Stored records
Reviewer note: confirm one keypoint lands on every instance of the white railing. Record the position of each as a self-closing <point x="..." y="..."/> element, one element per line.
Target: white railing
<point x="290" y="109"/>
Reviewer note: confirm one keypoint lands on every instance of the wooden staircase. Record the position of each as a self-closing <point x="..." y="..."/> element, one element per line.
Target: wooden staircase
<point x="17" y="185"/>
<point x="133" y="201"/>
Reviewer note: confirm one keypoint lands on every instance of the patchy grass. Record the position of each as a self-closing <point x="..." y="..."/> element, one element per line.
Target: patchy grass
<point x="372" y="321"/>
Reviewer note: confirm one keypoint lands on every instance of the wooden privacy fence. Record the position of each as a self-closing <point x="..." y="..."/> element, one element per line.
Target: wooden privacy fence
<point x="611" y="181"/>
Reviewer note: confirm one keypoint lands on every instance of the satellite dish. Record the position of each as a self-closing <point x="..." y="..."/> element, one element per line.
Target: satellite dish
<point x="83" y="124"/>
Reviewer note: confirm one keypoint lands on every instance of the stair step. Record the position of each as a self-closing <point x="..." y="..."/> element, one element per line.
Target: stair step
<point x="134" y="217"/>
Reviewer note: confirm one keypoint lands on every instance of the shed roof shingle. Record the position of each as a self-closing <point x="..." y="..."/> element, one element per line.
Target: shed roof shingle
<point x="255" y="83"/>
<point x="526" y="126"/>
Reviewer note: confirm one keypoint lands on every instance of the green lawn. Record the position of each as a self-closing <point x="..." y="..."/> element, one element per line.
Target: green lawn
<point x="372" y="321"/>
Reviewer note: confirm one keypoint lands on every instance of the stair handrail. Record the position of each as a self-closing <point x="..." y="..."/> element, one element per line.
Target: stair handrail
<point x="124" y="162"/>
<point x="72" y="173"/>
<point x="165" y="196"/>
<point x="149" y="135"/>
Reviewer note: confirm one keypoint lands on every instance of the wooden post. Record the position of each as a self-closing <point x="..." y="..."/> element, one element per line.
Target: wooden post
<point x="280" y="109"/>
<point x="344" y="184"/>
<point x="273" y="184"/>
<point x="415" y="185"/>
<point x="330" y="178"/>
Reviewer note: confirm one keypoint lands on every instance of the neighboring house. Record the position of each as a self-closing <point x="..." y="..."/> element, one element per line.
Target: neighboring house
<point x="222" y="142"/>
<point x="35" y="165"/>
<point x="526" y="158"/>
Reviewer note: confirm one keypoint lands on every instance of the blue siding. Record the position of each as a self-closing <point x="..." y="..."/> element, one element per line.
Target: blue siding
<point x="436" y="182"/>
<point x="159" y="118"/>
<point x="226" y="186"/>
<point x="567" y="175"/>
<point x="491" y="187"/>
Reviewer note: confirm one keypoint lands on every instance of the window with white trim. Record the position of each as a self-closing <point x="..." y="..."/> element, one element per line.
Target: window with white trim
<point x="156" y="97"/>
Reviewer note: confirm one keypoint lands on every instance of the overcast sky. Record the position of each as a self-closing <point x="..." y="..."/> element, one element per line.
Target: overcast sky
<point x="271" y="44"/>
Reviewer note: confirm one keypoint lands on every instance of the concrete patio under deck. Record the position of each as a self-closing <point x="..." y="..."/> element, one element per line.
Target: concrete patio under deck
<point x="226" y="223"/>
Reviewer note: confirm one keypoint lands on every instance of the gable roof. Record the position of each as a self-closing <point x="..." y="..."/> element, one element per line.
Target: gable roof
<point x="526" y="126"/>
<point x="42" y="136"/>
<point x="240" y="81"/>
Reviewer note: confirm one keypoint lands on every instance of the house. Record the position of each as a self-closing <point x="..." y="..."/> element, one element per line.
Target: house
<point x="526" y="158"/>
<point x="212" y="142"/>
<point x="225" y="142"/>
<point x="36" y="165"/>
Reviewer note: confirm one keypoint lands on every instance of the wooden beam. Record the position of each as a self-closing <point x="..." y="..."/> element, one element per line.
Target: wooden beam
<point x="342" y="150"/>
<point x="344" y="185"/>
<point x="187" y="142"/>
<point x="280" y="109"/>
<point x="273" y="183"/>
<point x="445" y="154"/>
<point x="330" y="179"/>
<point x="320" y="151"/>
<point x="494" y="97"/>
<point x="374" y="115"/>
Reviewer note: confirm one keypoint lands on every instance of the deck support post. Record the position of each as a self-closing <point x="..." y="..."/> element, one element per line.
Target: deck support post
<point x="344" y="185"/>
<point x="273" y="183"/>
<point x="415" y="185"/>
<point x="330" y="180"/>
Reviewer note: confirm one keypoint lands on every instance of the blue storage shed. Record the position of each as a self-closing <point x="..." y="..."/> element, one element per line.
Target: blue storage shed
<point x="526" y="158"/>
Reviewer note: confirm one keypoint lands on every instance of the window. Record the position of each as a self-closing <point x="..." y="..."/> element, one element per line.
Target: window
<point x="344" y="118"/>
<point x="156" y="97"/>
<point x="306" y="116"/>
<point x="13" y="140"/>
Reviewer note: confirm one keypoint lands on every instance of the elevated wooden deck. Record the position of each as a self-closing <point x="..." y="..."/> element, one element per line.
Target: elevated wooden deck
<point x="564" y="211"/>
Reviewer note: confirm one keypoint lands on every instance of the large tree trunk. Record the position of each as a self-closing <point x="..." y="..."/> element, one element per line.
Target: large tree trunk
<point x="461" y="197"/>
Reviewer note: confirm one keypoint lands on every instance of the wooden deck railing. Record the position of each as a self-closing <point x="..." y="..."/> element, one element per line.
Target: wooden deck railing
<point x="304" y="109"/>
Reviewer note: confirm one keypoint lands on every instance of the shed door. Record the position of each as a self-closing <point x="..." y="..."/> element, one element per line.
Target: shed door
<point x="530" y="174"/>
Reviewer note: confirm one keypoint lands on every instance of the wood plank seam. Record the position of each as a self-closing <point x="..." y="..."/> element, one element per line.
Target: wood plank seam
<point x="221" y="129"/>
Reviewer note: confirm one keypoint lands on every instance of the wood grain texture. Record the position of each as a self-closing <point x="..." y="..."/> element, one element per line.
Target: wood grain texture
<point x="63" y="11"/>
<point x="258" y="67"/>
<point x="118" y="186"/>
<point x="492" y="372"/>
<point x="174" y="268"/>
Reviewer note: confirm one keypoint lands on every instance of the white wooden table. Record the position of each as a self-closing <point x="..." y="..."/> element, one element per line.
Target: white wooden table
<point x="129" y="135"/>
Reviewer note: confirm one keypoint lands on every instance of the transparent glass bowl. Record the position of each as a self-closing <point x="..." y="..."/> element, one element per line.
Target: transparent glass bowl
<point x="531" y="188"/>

* * *

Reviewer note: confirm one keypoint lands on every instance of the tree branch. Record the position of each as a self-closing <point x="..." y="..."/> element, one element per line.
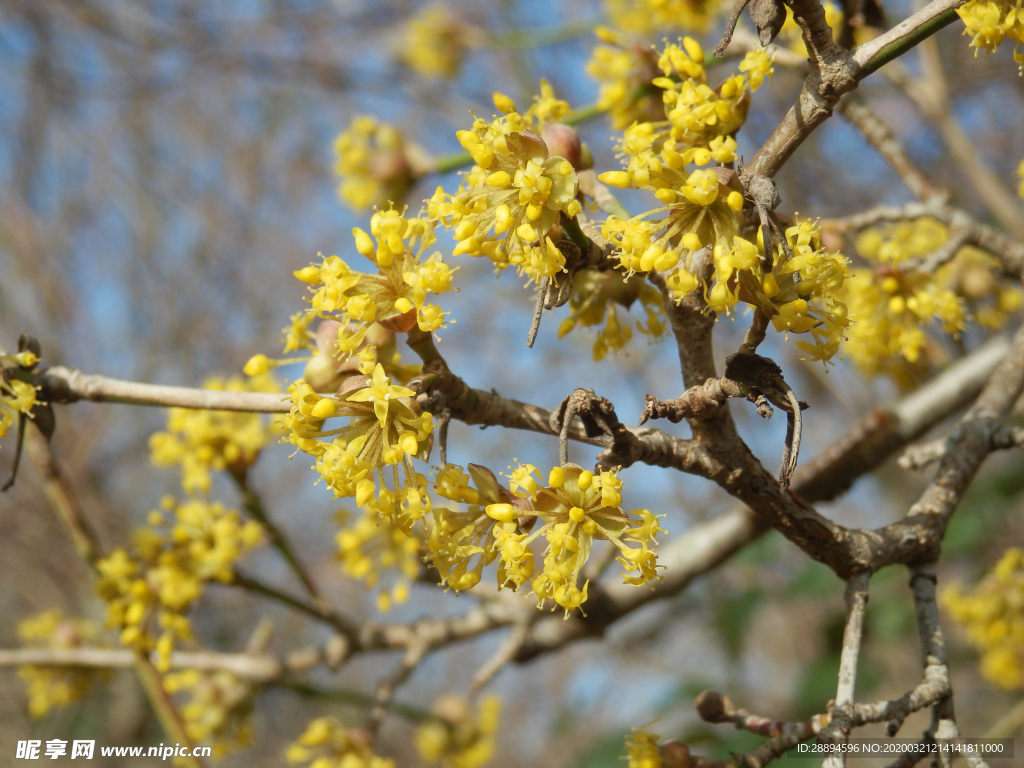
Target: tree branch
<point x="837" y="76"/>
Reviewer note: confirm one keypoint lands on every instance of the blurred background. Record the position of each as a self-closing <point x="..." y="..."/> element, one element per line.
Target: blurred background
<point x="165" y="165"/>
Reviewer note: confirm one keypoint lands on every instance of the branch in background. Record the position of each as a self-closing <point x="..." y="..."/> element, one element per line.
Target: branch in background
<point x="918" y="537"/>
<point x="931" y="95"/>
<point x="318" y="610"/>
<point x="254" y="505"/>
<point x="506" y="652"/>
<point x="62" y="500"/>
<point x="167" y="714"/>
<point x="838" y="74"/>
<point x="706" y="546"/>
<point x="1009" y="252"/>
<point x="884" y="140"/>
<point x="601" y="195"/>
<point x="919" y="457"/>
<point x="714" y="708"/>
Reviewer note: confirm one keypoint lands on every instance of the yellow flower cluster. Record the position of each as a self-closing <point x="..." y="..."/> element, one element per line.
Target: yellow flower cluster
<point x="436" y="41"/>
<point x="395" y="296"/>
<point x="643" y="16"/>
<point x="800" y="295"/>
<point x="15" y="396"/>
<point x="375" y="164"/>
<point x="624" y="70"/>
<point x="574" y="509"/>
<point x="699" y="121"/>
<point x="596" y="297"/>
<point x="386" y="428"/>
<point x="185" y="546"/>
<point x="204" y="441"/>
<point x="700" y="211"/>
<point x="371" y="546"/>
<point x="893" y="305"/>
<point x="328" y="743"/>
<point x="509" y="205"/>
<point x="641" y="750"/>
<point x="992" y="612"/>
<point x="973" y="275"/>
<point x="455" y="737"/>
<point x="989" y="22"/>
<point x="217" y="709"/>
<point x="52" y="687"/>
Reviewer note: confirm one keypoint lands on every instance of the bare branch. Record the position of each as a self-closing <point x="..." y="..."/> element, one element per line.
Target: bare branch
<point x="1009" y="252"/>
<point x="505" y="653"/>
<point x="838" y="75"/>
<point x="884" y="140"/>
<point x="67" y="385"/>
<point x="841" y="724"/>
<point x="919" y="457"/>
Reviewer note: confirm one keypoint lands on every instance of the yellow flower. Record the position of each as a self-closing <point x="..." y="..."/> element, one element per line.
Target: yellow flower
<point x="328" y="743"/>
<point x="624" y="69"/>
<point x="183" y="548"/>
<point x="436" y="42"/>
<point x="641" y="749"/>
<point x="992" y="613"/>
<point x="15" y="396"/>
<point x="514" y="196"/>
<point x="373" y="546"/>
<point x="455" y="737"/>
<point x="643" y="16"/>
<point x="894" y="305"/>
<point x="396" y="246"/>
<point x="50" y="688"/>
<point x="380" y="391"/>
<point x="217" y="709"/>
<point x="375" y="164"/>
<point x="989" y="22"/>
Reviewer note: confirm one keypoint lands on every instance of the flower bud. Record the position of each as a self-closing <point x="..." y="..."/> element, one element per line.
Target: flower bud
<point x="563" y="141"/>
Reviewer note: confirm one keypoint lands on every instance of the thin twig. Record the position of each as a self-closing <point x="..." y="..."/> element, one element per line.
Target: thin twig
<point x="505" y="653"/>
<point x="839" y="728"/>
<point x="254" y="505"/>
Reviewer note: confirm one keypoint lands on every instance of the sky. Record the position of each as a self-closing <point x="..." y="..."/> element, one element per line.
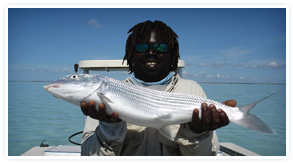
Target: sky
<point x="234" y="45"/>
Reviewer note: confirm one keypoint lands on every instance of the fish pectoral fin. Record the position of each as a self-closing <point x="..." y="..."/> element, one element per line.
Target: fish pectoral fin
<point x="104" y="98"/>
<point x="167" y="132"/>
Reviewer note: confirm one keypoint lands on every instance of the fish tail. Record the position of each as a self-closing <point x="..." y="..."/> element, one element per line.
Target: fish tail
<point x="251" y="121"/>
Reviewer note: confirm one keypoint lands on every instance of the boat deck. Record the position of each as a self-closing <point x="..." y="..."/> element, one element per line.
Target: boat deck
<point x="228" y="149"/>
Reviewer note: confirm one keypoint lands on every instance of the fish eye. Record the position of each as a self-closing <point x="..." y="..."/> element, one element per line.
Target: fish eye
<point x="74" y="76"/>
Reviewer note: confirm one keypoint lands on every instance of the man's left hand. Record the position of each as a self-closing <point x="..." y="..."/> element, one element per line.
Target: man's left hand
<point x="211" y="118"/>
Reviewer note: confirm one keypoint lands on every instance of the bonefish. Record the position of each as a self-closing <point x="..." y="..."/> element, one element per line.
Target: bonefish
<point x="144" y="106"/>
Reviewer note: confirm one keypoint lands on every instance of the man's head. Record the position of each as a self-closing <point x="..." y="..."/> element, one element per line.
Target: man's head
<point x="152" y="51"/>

**What you will do:**
Could you transcribe the entries above word for word, from the line with "Target: branch in background" down to the line with "the yellow flower.", keeping both?

**Answer below:**
Target: branch in background
<point x="918" y="537"/>
<point x="931" y="95"/>
<point x="318" y="610"/>
<point x="254" y="505"/>
<point x="506" y="652"/>
<point x="62" y="500"/>
<point x="167" y="714"/>
<point x="838" y="74"/>
<point x="706" y="546"/>
<point x="1009" y="252"/>
<point x="884" y="140"/>
<point x="601" y="195"/>
<point x="919" y="457"/>
<point x="714" y="708"/>
Reviewer note: confirm one keypoint lands on every instance of the yellow flower cluster. Record the position of each as a self-closing <point x="..." y="..."/> element, one element per line.
Target: yellow flower cluster
<point x="436" y="41"/>
<point x="395" y="296"/>
<point x="643" y="16"/>
<point x="800" y="295"/>
<point x="15" y="396"/>
<point x="375" y="164"/>
<point x="624" y="70"/>
<point x="574" y="509"/>
<point x="699" y="121"/>
<point x="596" y="297"/>
<point x="386" y="428"/>
<point x="185" y="546"/>
<point x="204" y="441"/>
<point x="700" y="211"/>
<point x="371" y="546"/>
<point x="893" y="305"/>
<point x="328" y="743"/>
<point x="509" y="205"/>
<point x="641" y="750"/>
<point x="992" y="612"/>
<point x="973" y="275"/>
<point x="455" y="737"/>
<point x="989" y="22"/>
<point x="217" y="709"/>
<point x="52" y="687"/>
Reviewer note: confirm one keypoint lands on every instance of the bare branch. Record the position of each as a self-closing <point x="..." y="..."/> element, one element per line.
Target: bare branch
<point x="1009" y="252"/>
<point x="505" y="653"/>
<point x="838" y="75"/>
<point x="884" y="140"/>
<point x="67" y="385"/>
<point x="841" y="724"/>
<point x="919" y="457"/>
Reviewer note: confirm one keypoint lands on every instance of the yellow flower. Record the position of each as a self-closing <point x="..." y="..."/> element, one element per line.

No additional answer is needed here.